_Brief_: In full and without alteration, return the records below.

_Information_:
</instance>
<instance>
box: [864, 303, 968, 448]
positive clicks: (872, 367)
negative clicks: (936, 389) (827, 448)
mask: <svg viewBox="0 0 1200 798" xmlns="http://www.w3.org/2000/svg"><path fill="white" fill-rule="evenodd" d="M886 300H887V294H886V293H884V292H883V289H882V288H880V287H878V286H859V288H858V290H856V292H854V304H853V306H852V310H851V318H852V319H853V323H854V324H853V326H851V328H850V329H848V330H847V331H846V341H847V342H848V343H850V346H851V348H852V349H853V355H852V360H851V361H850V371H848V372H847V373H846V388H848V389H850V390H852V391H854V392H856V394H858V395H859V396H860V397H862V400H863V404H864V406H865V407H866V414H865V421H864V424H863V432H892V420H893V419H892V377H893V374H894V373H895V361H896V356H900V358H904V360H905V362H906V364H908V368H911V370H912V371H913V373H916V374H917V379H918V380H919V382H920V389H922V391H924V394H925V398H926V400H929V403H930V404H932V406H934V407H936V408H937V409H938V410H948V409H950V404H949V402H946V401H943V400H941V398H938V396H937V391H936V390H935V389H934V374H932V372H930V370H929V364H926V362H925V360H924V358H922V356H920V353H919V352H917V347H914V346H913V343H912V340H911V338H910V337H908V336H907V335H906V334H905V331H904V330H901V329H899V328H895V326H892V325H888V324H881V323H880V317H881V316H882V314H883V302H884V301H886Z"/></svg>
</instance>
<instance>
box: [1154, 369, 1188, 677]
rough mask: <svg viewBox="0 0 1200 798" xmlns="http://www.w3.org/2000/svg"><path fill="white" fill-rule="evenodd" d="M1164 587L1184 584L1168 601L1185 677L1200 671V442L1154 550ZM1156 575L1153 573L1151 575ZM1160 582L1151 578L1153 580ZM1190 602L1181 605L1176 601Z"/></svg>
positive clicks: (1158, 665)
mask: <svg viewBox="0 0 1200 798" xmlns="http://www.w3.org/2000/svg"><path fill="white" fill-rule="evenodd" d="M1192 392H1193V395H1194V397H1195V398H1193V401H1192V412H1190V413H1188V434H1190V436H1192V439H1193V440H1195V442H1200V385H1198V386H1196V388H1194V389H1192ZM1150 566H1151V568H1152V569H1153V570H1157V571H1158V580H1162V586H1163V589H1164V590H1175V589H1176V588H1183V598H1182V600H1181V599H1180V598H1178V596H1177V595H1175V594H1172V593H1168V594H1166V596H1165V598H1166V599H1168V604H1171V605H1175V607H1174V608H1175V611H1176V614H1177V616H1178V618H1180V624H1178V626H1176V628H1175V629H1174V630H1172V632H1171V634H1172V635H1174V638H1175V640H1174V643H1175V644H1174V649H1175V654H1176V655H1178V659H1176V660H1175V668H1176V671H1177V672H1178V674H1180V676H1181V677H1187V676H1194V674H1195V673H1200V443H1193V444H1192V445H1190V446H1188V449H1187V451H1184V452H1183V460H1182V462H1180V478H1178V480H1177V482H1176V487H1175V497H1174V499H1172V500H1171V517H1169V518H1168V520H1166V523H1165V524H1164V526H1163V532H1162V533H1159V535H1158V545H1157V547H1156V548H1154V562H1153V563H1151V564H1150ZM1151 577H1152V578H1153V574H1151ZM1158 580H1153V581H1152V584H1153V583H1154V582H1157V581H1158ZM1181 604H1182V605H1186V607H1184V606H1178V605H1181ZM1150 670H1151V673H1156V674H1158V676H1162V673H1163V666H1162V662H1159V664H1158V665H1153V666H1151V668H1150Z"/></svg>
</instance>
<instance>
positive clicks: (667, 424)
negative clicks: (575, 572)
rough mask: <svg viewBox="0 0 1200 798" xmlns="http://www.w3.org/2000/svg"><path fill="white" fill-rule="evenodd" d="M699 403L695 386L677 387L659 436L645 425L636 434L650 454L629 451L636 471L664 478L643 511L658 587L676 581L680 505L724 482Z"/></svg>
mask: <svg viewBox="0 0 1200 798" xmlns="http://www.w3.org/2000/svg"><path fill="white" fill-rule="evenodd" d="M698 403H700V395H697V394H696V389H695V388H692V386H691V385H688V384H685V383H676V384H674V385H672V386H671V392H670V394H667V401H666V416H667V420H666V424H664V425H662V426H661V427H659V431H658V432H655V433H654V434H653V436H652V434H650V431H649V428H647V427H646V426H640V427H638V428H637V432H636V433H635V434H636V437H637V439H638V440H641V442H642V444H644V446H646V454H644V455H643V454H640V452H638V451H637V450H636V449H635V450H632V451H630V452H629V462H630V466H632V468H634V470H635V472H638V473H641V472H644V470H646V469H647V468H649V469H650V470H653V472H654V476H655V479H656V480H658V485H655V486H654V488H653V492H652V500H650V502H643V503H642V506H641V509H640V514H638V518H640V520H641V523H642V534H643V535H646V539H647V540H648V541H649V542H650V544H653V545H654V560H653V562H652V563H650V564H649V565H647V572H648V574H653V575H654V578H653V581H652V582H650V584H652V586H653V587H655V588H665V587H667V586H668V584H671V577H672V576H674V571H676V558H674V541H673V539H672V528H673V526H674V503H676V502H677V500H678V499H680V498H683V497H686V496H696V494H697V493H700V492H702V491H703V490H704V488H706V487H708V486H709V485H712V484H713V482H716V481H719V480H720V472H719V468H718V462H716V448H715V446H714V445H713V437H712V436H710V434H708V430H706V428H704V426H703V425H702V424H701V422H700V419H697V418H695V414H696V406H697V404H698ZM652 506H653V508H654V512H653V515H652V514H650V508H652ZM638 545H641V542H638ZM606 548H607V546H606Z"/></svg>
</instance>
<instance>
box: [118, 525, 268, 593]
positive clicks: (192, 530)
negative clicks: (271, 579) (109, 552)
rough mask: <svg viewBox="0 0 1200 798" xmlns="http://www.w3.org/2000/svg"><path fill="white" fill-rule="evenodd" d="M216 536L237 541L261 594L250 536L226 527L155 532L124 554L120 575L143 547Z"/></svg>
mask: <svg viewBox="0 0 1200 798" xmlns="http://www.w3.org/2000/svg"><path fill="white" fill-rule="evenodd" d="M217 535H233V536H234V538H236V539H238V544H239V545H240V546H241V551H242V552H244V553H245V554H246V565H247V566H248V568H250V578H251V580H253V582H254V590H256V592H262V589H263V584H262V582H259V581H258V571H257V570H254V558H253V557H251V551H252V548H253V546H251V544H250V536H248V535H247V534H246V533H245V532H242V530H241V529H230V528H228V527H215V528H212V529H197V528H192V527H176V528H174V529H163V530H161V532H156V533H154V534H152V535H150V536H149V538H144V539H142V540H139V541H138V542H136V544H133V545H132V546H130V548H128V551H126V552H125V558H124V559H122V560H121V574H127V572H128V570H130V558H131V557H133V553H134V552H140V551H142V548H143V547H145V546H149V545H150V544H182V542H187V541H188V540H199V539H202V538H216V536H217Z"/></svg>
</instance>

_Written response_:
</instance>
<instance>
box: [864, 303, 968, 448]
positive clicks: (872, 367)
negative clicks: (936, 389) (827, 448)
mask: <svg viewBox="0 0 1200 798" xmlns="http://www.w3.org/2000/svg"><path fill="white" fill-rule="evenodd" d="M886 300H887V294H886V293H884V292H883V289H882V288H880V287H878V286H859V288H858V290H856V292H854V304H853V306H852V310H851V318H852V319H853V323H854V324H853V326H851V328H850V329H848V330H847V331H846V341H847V342H848V343H850V346H851V348H852V349H853V355H852V360H851V361H850V371H848V372H847V373H846V388H848V389H850V390H852V391H854V392H856V394H858V395H859V396H860V397H862V400H863V404H864V406H865V407H866V414H865V421H864V424H863V432H892V420H893V419H892V377H893V374H894V373H895V361H896V356H900V358H904V360H905V362H906V364H908V368H911V370H912V371H913V373H916V374H917V379H918V380H919V382H920V389H922V391H924V394H925V398H926V400H929V403H930V404H932V406H934V407H936V408H937V409H938V410H948V409H950V404H949V402H946V401H943V400H941V398H938V396H937V391H936V390H935V389H934V374H932V372H930V370H929V364H926V362H925V360H924V358H922V356H920V353H919V352H917V347H914V346H913V343H912V340H911V338H910V337H908V336H907V335H906V334H905V331H904V330H901V329H899V328H895V326H892V325H888V324H881V323H880V317H881V316H882V314H883V302H884V301H886Z"/></svg>
</instance>
<instance>
box: [1154, 369, 1188, 677]
rough mask: <svg viewBox="0 0 1200 798" xmlns="http://www.w3.org/2000/svg"><path fill="white" fill-rule="evenodd" d="M1164 587L1184 584L1168 601L1185 677L1200 671V442L1154 550ZM1156 575L1153 573L1151 575ZM1160 582L1151 578L1153 580ZM1190 602L1181 605L1176 601Z"/></svg>
positive clicks: (1158, 665)
mask: <svg viewBox="0 0 1200 798" xmlns="http://www.w3.org/2000/svg"><path fill="white" fill-rule="evenodd" d="M1192 392H1193V395H1194V397H1195V398H1193V401H1192V412H1190V413H1188V434H1190V436H1192V439H1193V440H1195V442H1200V385H1198V386H1196V388H1194V389H1192ZM1150 566H1151V568H1152V569H1153V570H1157V571H1158V580H1162V586H1163V589H1164V590H1175V589H1176V588H1183V598H1182V600H1181V599H1180V598H1178V596H1177V595H1175V594H1172V593H1168V594H1166V596H1165V598H1166V599H1168V604H1171V605H1175V607H1174V608H1175V611H1176V614H1177V616H1178V618H1180V624H1178V626H1176V628H1175V629H1174V630H1172V632H1171V634H1172V635H1174V638H1175V640H1174V643H1175V644H1174V649H1175V654H1176V655H1178V659H1176V660H1175V668H1176V671H1177V672H1178V674H1180V676H1181V677H1187V676H1194V674H1195V673H1200V443H1193V444H1192V445H1190V446H1188V449H1187V451H1184V452H1183V460H1182V462H1180V478H1178V480H1177V482H1176V487H1175V497H1174V499H1172V500H1171V517H1169V518H1168V520H1166V523H1165V524H1164V526H1163V532H1162V533H1159V535H1158V545H1157V547H1156V548H1154V562H1153V563H1151V564H1150ZM1151 577H1152V578H1153V574H1151ZM1158 580H1153V581H1152V584H1153V583H1154V582H1157V581H1158ZM1181 604H1182V605H1186V607H1184V606H1178V605H1181ZM1150 670H1151V673H1156V674H1158V676H1162V673H1163V666H1162V662H1159V664H1158V665H1153V666H1151V668H1150Z"/></svg>
</instance>
<instance>
positive clicks: (667, 424)
negative clicks: (575, 572)
rough mask: <svg viewBox="0 0 1200 798" xmlns="http://www.w3.org/2000/svg"><path fill="white" fill-rule="evenodd" d="M699 403L695 386L677 387L659 436L645 425L636 434L650 454L629 451L636 471L664 478L643 511L658 587L676 581L680 505L724 482Z"/></svg>
mask: <svg viewBox="0 0 1200 798" xmlns="http://www.w3.org/2000/svg"><path fill="white" fill-rule="evenodd" d="M698 403H700V395H697V394H696V389H695V388H692V386H691V385H688V384H685V383H676V384H674V385H672V386H671V392H670V394H667V401H666V416H667V420H666V424H664V425H662V426H661V427H659V431H658V432H655V433H654V434H653V436H652V434H650V431H649V428H647V427H646V426H640V427H638V428H637V432H636V433H635V434H636V437H637V439H638V440H641V442H642V444H644V446H646V454H644V455H643V454H640V452H638V451H637V450H636V449H635V450H632V451H630V452H629V462H630V466H632V468H634V470H635V472H638V473H641V472H644V470H646V469H647V468H649V469H650V470H653V472H654V476H655V479H656V480H658V485H655V486H654V488H653V492H652V500H650V502H643V503H642V506H641V509H640V514H638V518H640V520H641V523H642V534H643V535H646V539H647V540H648V541H649V542H650V544H653V545H654V560H653V562H652V563H650V564H649V565H647V572H648V574H653V575H654V578H653V581H652V582H650V584H652V586H653V587H655V588H665V587H667V586H668V584H671V577H672V576H674V571H676V558H674V541H673V539H672V528H673V526H674V503H676V502H677V500H678V499H680V498H683V497H686V496H696V494H697V493H700V492H702V491H703V490H704V488H706V487H708V486H709V485H712V484H713V482H716V481H719V480H720V472H719V468H718V462H716V448H715V446H714V445H713V437H712V436H710V434H708V430H706V428H704V426H703V425H702V424H701V422H700V419H697V418H695V414H696V406H697V404H698ZM652 506H653V508H654V512H653V515H652V514H650V508H652ZM638 545H641V542H638ZM606 548H607V546H606Z"/></svg>
</instance>
<instance>
box: [118, 525, 268, 593]
positive clicks: (192, 530)
negative clicks: (271, 579) (109, 552)
rough mask: <svg viewBox="0 0 1200 798" xmlns="http://www.w3.org/2000/svg"><path fill="white" fill-rule="evenodd" d="M216 536L237 541L261 594L250 536L226 527L155 532L124 554L120 575L143 547Z"/></svg>
mask: <svg viewBox="0 0 1200 798" xmlns="http://www.w3.org/2000/svg"><path fill="white" fill-rule="evenodd" d="M217 535H233V536H234V538H236V539H238V544H239V545H240V546H241V551H242V552H244V553H245V554H246V565H247V566H248V568H250V578H251V580H253V582H254V590H256V592H262V589H263V584H262V582H259V581H258V571H257V570H254V558H253V557H251V551H252V548H253V546H251V544H250V536H248V535H247V534H246V533H245V532H242V530H241V529H230V528H228V527H215V528H212V529H197V528H192V527H176V528H174V529H163V530H161V532H156V533H154V534H152V535H150V536H149V538H144V539H142V540H139V541H138V542H136V544H133V545H132V546H130V548H128V551H126V552H125V558H124V559H122V560H121V574H127V572H128V570H130V558H131V557H133V553H134V552H140V551H142V548H143V547H145V546H149V545H150V544H182V542H187V541H188V540H199V539H202V538H216V536H217Z"/></svg>
</instance>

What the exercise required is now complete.